### PASSAGE SHOWN:
● ● ● ● ● ● ●

A recent article in "WWI Aeroplane" states the Allies would have been desperate for Pursuits in 1919. The article should be read for it's full effect but the essential message is that an unwarranted enthusiasm for the "Dragonfly" radial (not "rotary")led to the phasing out of all contracts for "rotaries" and the failure of the "Dragonfly" would have left the English without a air-cooled engine as successor to the discontinued Bentley and LeRhone types. The French weren't looking to good either: There were "10,00(!) 220 Hissos that were stockpiled in France and seen as unusable due to their gear-box failures (as per Jean Kerisel'a biography of the engineering genius Albert Caquot: "Createur et Precurseur") My thanks to that good man (and fellow "Forumite") Lucien Morareau for making this study available to me!. All-in-all the tactical German A-C coming into the conflict (I exclude strategic aircraft here) were seemingly of better technical promise(ie Siemens-Schuckert pursuits, Junkers all-metal ground attack ships)than were the Allied equvalents.

● ● ● ● ● ● ●

### Bounding-box records:
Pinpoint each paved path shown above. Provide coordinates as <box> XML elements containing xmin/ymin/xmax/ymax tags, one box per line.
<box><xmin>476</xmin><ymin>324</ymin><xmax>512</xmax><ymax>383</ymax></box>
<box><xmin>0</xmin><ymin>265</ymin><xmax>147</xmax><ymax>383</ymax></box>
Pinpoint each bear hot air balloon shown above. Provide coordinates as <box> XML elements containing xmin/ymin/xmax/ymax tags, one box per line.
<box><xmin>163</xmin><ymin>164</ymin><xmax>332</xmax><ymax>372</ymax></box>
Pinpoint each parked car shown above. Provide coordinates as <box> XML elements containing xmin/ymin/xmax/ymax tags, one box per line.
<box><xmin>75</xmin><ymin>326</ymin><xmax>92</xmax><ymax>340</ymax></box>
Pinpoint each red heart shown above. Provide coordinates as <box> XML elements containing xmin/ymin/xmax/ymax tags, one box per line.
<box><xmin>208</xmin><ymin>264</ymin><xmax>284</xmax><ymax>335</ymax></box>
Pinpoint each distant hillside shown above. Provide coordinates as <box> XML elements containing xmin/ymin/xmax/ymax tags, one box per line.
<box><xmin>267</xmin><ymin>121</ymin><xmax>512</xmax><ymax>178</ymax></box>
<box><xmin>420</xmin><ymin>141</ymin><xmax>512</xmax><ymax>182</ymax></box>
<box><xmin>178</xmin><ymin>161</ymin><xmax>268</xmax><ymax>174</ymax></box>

● ● ● ● ● ● ●

### CHALLENGE A:
Reproduce the records word for word, starting at the line that contains "Pinpoint each red" and ending at the final line of the records.
### CHALLENGE B:
Continue the passage on Allied and German aircraft prospects for 1919 from its last sentence.

### RESPONSE A:
Pinpoint each red heart shown above. Provide coordinates as <box> XML elements containing xmin/ymin/xmax/ymax tags, one box per line.
<box><xmin>208</xmin><ymin>264</ymin><xmax>284</xmax><ymax>335</ymax></box>
Pinpoint each distant hillside shown above. Provide coordinates as <box> XML elements containing xmin/ymin/xmax/ymax tags, one box per line.
<box><xmin>267</xmin><ymin>121</ymin><xmax>512</xmax><ymax>178</ymax></box>
<box><xmin>420</xmin><ymin>141</ymin><xmax>512</xmax><ymax>182</ymax></box>
<box><xmin>178</xmin><ymin>161</ymin><xmax>268</xmax><ymax>174</ymax></box>

### RESPONSE B:
I am sorry if my message is contradictory but I see nothing to justify the assertion that there was any production program around that was going to send U.S. built SPADS and SE-5s into Europe.
The great tragedy of all this confusion, including volumnous and unrealistic optimism concerning the "Liberty engine"- is that we wouldn't build "Mosquitoes" in WWII in the U.S. because of the unfortunate experiences we had with European equipment in WWI. In WWII,the bomber version of the "Mossie" had the same range and capacity as the B-17 and twice the speed, It had 2% losses throughout the War. We had more bomber crewman lost on single raids (Ie. "Schweinfurt") than the DeHaviland losses were for the entire war! This is the greatest unacknowledged scandal of our military history and has its roots in our Air Service's leaders inability to make rational determinations in 1917-18..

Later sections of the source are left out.